- Text
__________________________________________________
We have described the Leagues as mass organisms from the start. It was pointed out that they were not trade union or syndicalist-type organisations, but nuclei, points of reference in the optic of a self-managed struggle against the missile base. Their methods were to be those of permanent conflict and direct attack against the base. As can be seen from their Organisational Document our aim was not to expand quantitatively. For example, in the town of Vittoria the students’ League brought all the local schools out in a spontaneous strike. The object was not to get them all to belong to the Leagues but to stimulate them, through their relationship point-of-reference/mass, to discuss and face the problem of the base and how it would affect their lives. The Leagues in other towns acted in the same way.

A great deal has been said about our ‘lack of clarity’ concerning the Communist Party. References to Spain and to popular fronts of more recent times abounded. But we too know about Spain. We are also aware of the meaning of “popular front” We didn’t completely lose our heads.
__________________________________________________
- Given data

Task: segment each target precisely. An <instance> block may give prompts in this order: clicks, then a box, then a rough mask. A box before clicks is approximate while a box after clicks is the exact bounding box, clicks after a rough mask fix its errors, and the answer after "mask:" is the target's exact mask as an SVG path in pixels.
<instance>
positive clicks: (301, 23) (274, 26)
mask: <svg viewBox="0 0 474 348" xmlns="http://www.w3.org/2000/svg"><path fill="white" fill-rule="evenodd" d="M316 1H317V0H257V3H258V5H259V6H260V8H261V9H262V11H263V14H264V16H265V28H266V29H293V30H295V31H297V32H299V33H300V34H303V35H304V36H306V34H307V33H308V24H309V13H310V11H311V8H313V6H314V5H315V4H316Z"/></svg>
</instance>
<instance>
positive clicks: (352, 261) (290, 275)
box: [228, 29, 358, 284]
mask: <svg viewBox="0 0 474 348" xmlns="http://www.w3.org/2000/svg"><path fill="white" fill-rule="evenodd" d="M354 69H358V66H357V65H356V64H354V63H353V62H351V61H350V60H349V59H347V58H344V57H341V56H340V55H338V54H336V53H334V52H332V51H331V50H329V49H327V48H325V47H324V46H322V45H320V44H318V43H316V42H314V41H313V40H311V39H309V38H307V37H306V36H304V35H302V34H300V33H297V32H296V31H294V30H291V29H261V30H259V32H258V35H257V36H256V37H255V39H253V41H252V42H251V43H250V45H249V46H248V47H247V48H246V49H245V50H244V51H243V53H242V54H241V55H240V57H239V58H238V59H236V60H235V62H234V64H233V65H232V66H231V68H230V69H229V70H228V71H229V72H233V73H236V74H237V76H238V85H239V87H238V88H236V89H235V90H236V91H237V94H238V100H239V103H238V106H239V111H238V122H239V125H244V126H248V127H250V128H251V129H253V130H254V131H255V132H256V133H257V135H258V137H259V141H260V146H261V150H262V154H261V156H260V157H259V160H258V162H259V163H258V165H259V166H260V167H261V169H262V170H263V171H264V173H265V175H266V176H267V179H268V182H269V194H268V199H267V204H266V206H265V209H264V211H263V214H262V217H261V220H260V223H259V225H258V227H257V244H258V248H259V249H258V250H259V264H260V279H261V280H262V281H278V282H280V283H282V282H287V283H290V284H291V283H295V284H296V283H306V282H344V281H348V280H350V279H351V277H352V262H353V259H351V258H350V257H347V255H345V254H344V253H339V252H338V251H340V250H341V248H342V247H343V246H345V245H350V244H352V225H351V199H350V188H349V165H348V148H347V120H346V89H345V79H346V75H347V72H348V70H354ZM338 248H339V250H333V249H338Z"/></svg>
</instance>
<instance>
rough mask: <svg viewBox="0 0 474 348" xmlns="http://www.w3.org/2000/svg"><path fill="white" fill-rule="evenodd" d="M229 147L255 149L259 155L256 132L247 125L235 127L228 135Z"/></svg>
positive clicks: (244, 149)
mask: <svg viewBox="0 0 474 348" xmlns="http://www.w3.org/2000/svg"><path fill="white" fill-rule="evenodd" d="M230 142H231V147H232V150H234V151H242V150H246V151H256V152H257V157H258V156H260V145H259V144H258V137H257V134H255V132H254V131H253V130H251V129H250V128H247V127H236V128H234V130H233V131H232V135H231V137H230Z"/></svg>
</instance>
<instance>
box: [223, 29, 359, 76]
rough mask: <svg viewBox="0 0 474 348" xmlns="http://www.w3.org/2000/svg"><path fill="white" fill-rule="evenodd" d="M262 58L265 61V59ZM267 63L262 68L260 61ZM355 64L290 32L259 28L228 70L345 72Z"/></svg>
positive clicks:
__________________________________________________
- Work to complete
• A. Answer from the text on the Leagues:
(i) What were the Leagues' methods to be?
(ii) What did the students' League in Vittoria do?
(iii) What references abounded in what was said about the Leagues' "lack of clarity" concerning the Communist Party?
• B. Rewrite as a short list the paragraph of the text on the Leagues that begins "We have described the Leagues as mass organisms".
• C. In one to three sentences, explain what the text on the Leagues says the Vittoria school strike was meant to achieve, given that recruitment was not the goal.
The entries play no part in the work that follows.

- Response list
• A.
(i) Permanent conflict and direct attack against the missile base.
(ii) It brought all the local schools out in a spontaneous strike.
(iii) References to Spain and to popular fronts of more recent times.

• B.
- The Leagues were mass organisms, not trade union or syndicalist-type organizations.
- They were nuclei and points of reference in a self-managed struggle against the missile base.
- Their methods were permanent conflict and direct attack against the base.
- They did not aim to grow in numbers.
- In Vittoria, the students' League brought all local schools out in a spontaneous strike. The aim was to get students to discuss the base and its effect on their lives, not to recruit them.
- Leagues in other towns acted the same way.

• C. The aim was not to make the students members of the Leagues. It was to stimulate them, through the relationship between the point of reference and the mass, to discuss and face the problem of the missile base and how it would affect their lives.